## [Instructions to follow]
Rewrite the data below, changing every occurrence of "Pin" to "Mark" and leaving all other text as it is. Omit the pictures from your answer.

....

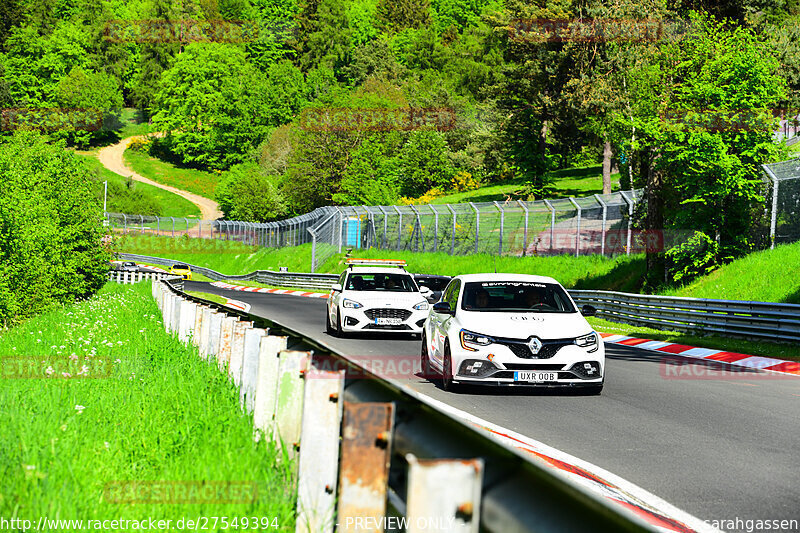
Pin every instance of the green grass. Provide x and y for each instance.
(166, 203)
(158, 414)
(765, 349)
(581, 181)
(199, 182)
(767, 276)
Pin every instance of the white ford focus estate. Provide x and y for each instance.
(511, 329)
(375, 296)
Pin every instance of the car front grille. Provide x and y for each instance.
(402, 314)
(548, 350)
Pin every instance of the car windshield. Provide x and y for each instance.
(381, 282)
(517, 297)
(434, 284)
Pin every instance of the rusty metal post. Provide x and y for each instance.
(367, 430)
(292, 367)
(237, 352)
(444, 494)
(318, 465)
(198, 325)
(267, 384)
(186, 323)
(252, 343)
(214, 335)
(225, 342)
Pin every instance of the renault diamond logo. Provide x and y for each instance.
(534, 345)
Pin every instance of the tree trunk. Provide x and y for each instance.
(654, 223)
(607, 167)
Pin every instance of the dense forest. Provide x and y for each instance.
(281, 97)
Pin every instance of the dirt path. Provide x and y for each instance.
(111, 158)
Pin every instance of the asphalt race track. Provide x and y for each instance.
(718, 448)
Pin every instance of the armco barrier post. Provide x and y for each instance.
(367, 430)
(318, 463)
(175, 319)
(237, 351)
(214, 335)
(292, 367)
(225, 342)
(252, 344)
(202, 336)
(444, 491)
(267, 384)
(198, 325)
(186, 324)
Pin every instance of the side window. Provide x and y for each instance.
(451, 296)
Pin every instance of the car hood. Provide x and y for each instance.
(524, 325)
(386, 299)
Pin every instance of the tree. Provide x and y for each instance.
(244, 193)
(95, 93)
(398, 15)
(214, 106)
(371, 178)
(424, 163)
(50, 232)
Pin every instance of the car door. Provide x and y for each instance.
(335, 299)
(441, 322)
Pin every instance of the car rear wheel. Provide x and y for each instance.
(328, 327)
(427, 369)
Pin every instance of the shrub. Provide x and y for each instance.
(50, 231)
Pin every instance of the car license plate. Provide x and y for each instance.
(535, 377)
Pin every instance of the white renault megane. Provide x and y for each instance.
(511, 329)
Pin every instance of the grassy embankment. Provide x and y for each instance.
(582, 181)
(154, 412)
(193, 180)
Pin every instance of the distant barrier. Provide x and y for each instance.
(757, 320)
(746, 319)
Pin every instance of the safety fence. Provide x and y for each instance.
(597, 224)
(756, 320)
(368, 447)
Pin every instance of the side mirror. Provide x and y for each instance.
(443, 308)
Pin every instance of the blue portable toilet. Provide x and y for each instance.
(353, 232)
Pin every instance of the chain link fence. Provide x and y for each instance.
(783, 201)
(597, 224)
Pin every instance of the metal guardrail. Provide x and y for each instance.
(396, 445)
(301, 280)
(757, 320)
(746, 319)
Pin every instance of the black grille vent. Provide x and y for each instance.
(402, 314)
(548, 350)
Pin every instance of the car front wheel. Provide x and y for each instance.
(447, 371)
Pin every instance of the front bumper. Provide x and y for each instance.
(364, 320)
(570, 366)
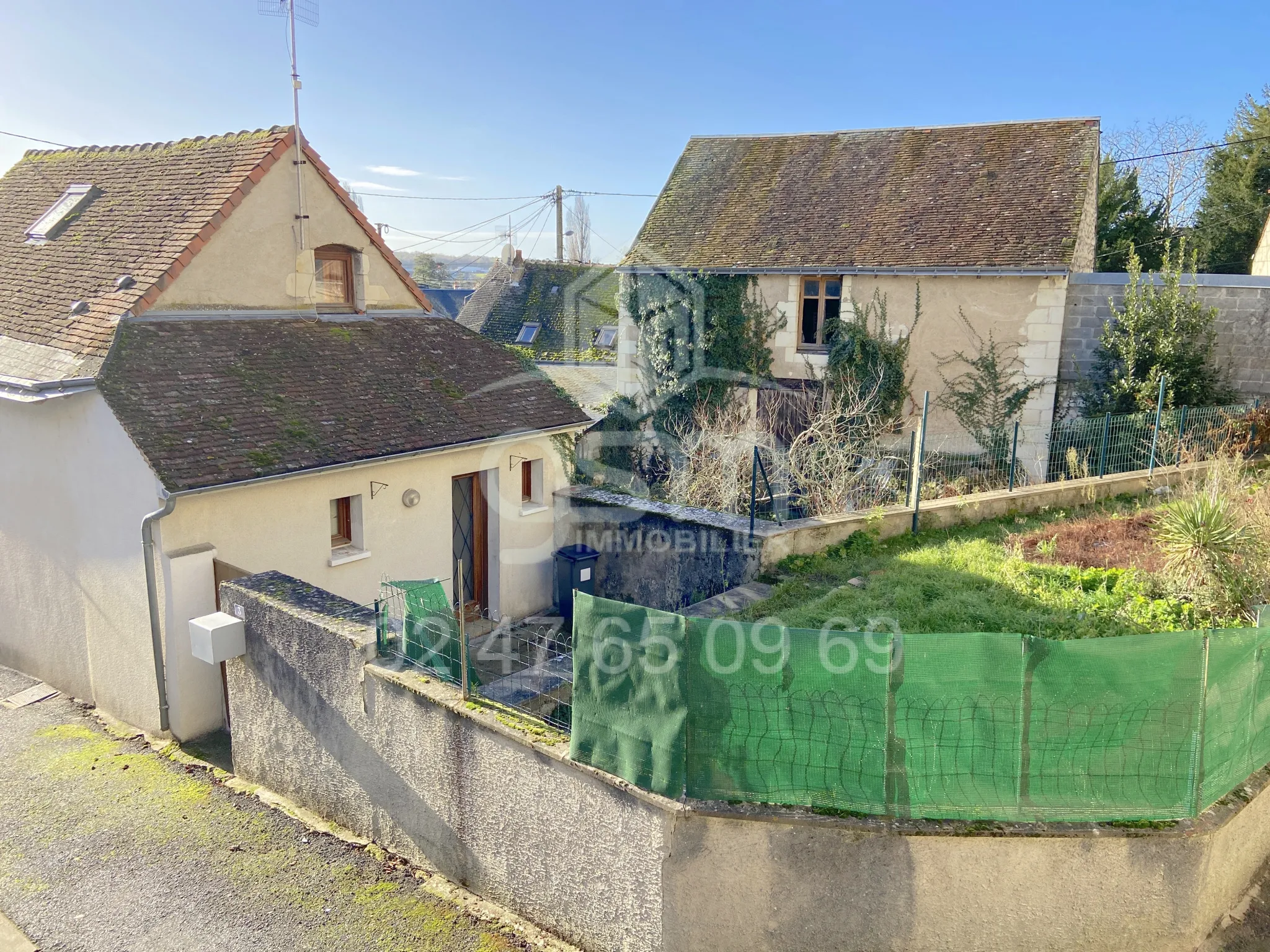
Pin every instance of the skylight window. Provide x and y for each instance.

....

## [Expected answer]
Mark every instance of the green grass. Provide x and y for each instance.
(166, 203)
(158, 414)
(765, 349)
(581, 181)
(199, 182)
(767, 276)
Mark every instance of the white ford focus estate. Provide x and y for each instance.
(511, 329)
(375, 296)
Mark every instance of the car front grille. Provide x and y for each instance.
(402, 314)
(548, 350)
Mark every instance of the car windshield. Provide x and y for each instance.
(381, 282)
(517, 297)
(434, 284)
Mark every instance of the rusty metal post. Provide x and y for each instance.
(367, 430)
(292, 367)
(237, 352)
(444, 494)
(318, 465)
(198, 325)
(267, 384)
(186, 323)
(252, 343)
(214, 335)
(225, 342)
Mark every instance of the renault diamond logo. Provide x and y for each instance.
(534, 345)
Mark every instance of the tree trunk. Provide x and y for each instance.
(654, 223)
(607, 167)
Mark every instance of the dense forest. Provide x and y for each instance.
(281, 97)
Mark every instance of the dirt path. Provide x and y for each instance.
(111, 158)
Mark every instance of the asphalt race track. Provide x and y for each instance.
(718, 448)
Mark every instance of the armco barrier post. Provide x and y for each instance.
(367, 430)
(318, 463)
(175, 319)
(237, 351)
(214, 335)
(292, 367)
(225, 342)
(252, 344)
(202, 336)
(444, 491)
(267, 384)
(198, 325)
(186, 324)
Mark every instance of the side window. Provide x and y for each instance.
(451, 296)
Mark every instance of the car hood. Provide x and y for each instance.
(524, 325)
(386, 299)
Mark every instance of the tree. Provide x and y for each instance.
(244, 193)
(95, 93)
(398, 15)
(214, 106)
(371, 178)
(424, 163)
(50, 232)
Mark every instance of the car door. Provide x and y for each instance.
(335, 299)
(441, 322)
Mark every instance of the car rear wheel. Provide x and y for each instance.
(328, 327)
(427, 369)
Mark every instance of the shrub. Provide x and y for each instance.
(50, 231)
Mark every instance of the car license plate. Provide x and y for each instance.
(535, 377)
Mark every instance of the white renault megane. Provide x and y for each instance.
(511, 329)
Mark every instance of the grassy embankment. Provide x and y for each instance.
(582, 181)
(154, 412)
(193, 180)
Mark every instance of the distant barrier. Provide x and y for each instance.
(757, 320)
(746, 319)
Mark every instance of the safety fence. Provide x and y for each instance.
(597, 224)
(756, 320)
(368, 447)
Mark every instance of the side mirror. Provide x and y for each instance.
(443, 308)
Mark every instance of the blue portable toilet. Provide x and y for each instance.
(353, 232)
Mark every instance of the chain link fence. Provide x and y for each instance.
(783, 201)
(597, 224)
Mark every instance of the metal guardrail. Provide x and y for each instance.
(396, 445)
(301, 280)
(757, 320)
(746, 319)
Mark every instance of the black grille vent. Provide x and y for each instance.
(402, 314)
(548, 350)
Mark every instance of the car front wheel. Provide x and y for each instance.
(447, 371)
Mark every instance of the front bumper. Provide x and y for each instance.
(364, 320)
(570, 366)
Mark every instance of the skylight window. Provide x and y for each instance.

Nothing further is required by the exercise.